Work item
Exact duplicates of all the records are needed.
BEGIN Working data
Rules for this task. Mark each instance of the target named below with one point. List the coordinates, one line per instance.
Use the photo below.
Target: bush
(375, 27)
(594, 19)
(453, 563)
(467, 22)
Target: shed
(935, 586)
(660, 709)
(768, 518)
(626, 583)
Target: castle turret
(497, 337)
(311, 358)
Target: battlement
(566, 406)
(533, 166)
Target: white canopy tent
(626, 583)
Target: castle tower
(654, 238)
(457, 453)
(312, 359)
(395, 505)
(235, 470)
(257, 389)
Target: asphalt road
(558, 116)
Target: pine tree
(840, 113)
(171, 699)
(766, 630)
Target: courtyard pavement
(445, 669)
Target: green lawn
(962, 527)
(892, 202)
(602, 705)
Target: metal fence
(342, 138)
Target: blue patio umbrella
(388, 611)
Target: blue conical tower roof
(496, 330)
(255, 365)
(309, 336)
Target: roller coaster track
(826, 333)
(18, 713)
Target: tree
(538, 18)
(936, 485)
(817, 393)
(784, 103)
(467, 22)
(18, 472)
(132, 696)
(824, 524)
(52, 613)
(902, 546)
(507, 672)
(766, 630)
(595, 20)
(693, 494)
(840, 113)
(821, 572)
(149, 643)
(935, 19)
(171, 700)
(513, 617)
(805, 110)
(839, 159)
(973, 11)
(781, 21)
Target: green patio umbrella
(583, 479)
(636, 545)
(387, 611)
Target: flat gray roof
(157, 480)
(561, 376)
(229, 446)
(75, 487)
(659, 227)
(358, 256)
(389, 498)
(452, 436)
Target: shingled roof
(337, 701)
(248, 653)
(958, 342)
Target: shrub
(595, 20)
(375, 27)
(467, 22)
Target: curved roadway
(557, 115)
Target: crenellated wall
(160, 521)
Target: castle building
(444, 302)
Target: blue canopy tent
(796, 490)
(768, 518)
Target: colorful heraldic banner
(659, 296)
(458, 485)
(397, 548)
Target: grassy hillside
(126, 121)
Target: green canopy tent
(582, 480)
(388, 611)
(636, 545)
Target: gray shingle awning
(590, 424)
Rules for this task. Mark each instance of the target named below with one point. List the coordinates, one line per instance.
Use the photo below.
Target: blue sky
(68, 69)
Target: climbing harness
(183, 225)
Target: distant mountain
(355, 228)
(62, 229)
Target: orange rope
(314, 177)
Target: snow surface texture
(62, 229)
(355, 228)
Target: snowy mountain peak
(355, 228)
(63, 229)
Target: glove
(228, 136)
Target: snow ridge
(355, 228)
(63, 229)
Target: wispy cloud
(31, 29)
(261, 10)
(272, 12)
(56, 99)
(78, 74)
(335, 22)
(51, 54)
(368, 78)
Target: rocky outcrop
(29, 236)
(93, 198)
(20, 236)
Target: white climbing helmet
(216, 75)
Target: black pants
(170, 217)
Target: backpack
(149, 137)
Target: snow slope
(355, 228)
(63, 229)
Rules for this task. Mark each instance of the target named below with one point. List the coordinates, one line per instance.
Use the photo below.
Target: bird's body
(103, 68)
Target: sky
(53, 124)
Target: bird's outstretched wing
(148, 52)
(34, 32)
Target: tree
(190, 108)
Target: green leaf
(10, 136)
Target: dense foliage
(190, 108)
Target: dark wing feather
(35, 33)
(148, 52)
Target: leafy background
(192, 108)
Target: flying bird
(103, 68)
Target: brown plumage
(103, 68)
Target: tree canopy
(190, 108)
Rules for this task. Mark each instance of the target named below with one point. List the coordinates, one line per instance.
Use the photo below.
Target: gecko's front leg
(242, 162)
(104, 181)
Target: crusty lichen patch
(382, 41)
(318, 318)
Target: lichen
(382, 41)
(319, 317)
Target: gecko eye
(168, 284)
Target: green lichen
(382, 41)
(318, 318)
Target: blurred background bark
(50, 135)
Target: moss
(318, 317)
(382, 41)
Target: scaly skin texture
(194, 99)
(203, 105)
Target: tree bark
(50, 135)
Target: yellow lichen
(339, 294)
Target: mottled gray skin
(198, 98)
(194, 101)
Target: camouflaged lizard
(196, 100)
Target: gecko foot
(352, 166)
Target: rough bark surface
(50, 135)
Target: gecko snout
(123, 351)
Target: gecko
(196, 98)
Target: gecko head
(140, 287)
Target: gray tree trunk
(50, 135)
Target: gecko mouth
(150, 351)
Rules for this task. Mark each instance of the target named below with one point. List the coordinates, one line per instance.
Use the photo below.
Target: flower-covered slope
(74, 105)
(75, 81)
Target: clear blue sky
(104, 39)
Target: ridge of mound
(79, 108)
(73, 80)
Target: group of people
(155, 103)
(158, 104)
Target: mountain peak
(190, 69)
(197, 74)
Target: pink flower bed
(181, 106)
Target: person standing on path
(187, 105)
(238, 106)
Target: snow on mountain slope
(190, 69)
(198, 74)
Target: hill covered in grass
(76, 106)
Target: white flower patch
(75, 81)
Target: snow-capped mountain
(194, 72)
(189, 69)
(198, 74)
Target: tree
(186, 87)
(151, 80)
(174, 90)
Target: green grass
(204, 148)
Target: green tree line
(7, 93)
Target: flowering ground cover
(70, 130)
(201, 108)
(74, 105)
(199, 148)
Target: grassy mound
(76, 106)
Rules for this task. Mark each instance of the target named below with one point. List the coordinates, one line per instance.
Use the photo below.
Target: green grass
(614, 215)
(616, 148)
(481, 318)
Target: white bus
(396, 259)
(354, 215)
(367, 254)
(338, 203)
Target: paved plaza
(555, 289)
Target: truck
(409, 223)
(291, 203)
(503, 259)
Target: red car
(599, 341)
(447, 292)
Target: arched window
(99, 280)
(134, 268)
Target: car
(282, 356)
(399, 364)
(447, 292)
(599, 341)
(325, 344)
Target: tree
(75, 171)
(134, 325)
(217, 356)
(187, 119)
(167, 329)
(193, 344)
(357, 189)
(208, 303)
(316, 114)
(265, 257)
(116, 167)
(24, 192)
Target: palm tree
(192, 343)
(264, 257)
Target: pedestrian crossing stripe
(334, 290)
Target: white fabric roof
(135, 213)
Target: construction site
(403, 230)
END Working data
Solution
Rules for this task. Mark each instance of the target named below with one point. List the coordinates, one line per instance.
Use the photo below.
Target: bush
(375, 27)
(594, 19)
(453, 563)
(467, 22)
Target: shed
(935, 586)
(660, 709)
(768, 518)
(626, 583)
Target: castle turret
(497, 337)
(311, 358)
Target: battlement
(566, 406)
(533, 166)
Target: white canopy tent
(626, 583)
Target: castle tower
(654, 238)
(457, 453)
(312, 359)
(395, 505)
(235, 470)
(257, 389)
Target: asphalt road
(558, 116)
Target: pine tree
(840, 113)
(171, 699)
(766, 630)
Target: courtyard pavement
(445, 669)
Target: green lawn
(962, 527)
(892, 202)
(602, 705)
Target: metal fence
(342, 138)
Target: blue patio umbrella
(388, 611)
Target: blue conical tower roof
(496, 330)
(255, 365)
(309, 336)
Target: roller coaster track
(826, 333)
(18, 713)
Target: tree
(538, 18)
(936, 485)
(817, 393)
(784, 103)
(467, 22)
(18, 472)
(132, 696)
(824, 524)
(52, 613)
(902, 546)
(507, 672)
(766, 630)
(595, 20)
(693, 494)
(840, 113)
(821, 572)
(149, 643)
(935, 19)
(171, 700)
(513, 617)
(805, 110)
(839, 159)
(973, 11)
(781, 21)
Target: green patio umbrella
(583, 479)
(636, 545)
(387, 611)
Target: flat gray roof
(157, 480)
(561, 376)
(229, 446)
(75, 487)
(659, 227)
(358, 256)
(389, 498)
(452, 436)
Target: shingled roof
(337, 701)
(248, 653)
(958, 342)
Target: shrub
(595, 20)
(375, 27)
(467, 22)
Target: curved roadway
(557, 115)
Target: crenellated wall
(160, 521)
Target: castle building
(444, 302)
Target: blue canopy tent
(796, 490)
(768, 518)
Target: colorful heraldic banner
(659, 296)
(458, 485)
(397, 548)
Target: grassy hillside
(126, 121)
Target: green canopy tent
(582, 480)
(388, 611)
(636, 545)
Target: gray shingle awning
(590, 424)
Rules for this task. Mark each instance of the target named below with one point. List the coordinates, one line per instance.
Use the photo below.
Target: blue sky
(68, 69)
Target: climbing harness
(183, 225)
Target: distant mountain
(355, 228)
(62, 229)
Target: orange rope
(314, 177)
Target: snow surface texture
(62, 229)
(355, 228)
Target: snowy mountain peak
(355, 228)
(63, 229)
Target: glove
(228, 136)
Target: snow ridge
(355, 228)
(63, 229)
Target: wispy cloud
(31, 29)
(261, 10)
(272, 12)
(56, 99)
(78, 74)
(335, 22)
(51, 54)
(368, 78)
Target: rocky outcrop
(29, 236)
(93, 198)
(20, 236)
Target: white climbing helmet
(216, 75)
Target: black pants
(170, 217)
Target: backpack
(149, 137)
Target: snow slope
(355, 228)
(63, 229)
Rules for this task. Mark each instance of the target named below with one point. List the coordinates, one line per instance.
Use the photo below.
Target: bird's body
(103, 68)
Target: sky
(53, 124)
Target: bird's outstretched wing
(148, 52)
(34, 32)
Target: tree
(190, 108)
Target: green leaf
(10, 136)
Target: dense foliage
(190, 108)
Target: dark wing feather
(35, 33)
(148, 52)
Target: leafy background
(192, 108)
Target: flying bird
(103, 68)
Target: brown plumage
(103, 68)
Target: tree canopy
(190, 108)
Rules for this task. Mark each instance of the target named below with one point. List the coordinates, one line per instance.
Use the photo below.
Target: gecko's front leg
(242, 162)
(104, 181)
Target: crusty lichen patch
(382, 41)
(318, 318)
Target: lichen
(382, 41)
(319, 317)
Target: gecko eye
(168, 284)
Target: green lichen
(382, 41)
(318, 318)
Target: blurred background bark
(50, 135)
Target: moss
(318, 317)
(382, 41)
Target: scaly skin texture
(194, 99)
(203, 105)
Target: tree bark
(50, 135)
Target: yellow lichen
(339, 294)
Target: mottled gray skin
(198, 98)
(194, 101)
Target: camouflaged lizard
(196, 100)
Target: gecko foot
(352, 166)
Target: rough bark surface
(50, 135)
Target: gecko snout
(123, 351)
Target: gecko
(196, 98)
Target: gecko head
(140, 287)
Target: gray tree trunk
(50, 135)
Target: gecko mouth
(150, 351)
Rules for this task. Mark each instance of the target named below with one point. List the coordinates, one line per instance.
Use the photo below.
Target: flower-covered slope
(74, 105)
(75, 81)
Target: clear blue sky
(104, 39)
Target: ridge of mound
(79, 108)
(73, 80)
Target: group of people
(155, 103)
(158, 104)
Target: mountain peak
(190, 69)
(197, 74)
Target: pink flower bed
(181, 106)
Target: person standing on path
(187, 105)
(238, 106)
Target: snow on mountain slope
(190, 69)
(198, 74)
Target: hill covered in grass
(76, 106)
Target: white flower patch
(75, 81)
Target: snow-capped mountain
(194, 72)
(189, 69)
(198, 74)
Target: tree
(186, 87)
(151, 80)
(174, 90)
Target: green grass
(204, 148)
Target: green tree line
(7, 93)
Target: flowering ground cover
(70, 130)
(201, 108)
(74, 105)
(199, 148)
Target: grassy mound
(76, 106)
Rules for this task. Mark each instance of the target named below with one point. List the coordinates, one line per instance.
Use the photo below.
Target: green grass
(614, 215)
(616, 148)
(481, 318)
Target: white bus
(396, 259)
(354, 215)
(367, 254)
(338, 203)
Target: paved plaza
(555, 289)
Target: truck
(409, 223)
(291, 203)
(503, 259)
Target: red car
(599, 341)
(447, 292)
Target: arched window
(99, 280)
(134, 268)
Target: car
(282, 356)
(399, 364)
(447, 292)
(599, 341)
(325, 344)
Target: tree
(75, 171)
(134, 325)
(217, 356)
(187, 119)
(167, 329)
(193, 344)
(357, 189)
(208, 303)
(316, 114)
(265, 257)
(116, 167)
(24, 192)
Target: palm tree
(192, 343)
(264, 257)
Target: pedestrian crossing stripe
(334, 290)
Target: white fabric roof
(135, 213)
Target: construction site
(403, 230)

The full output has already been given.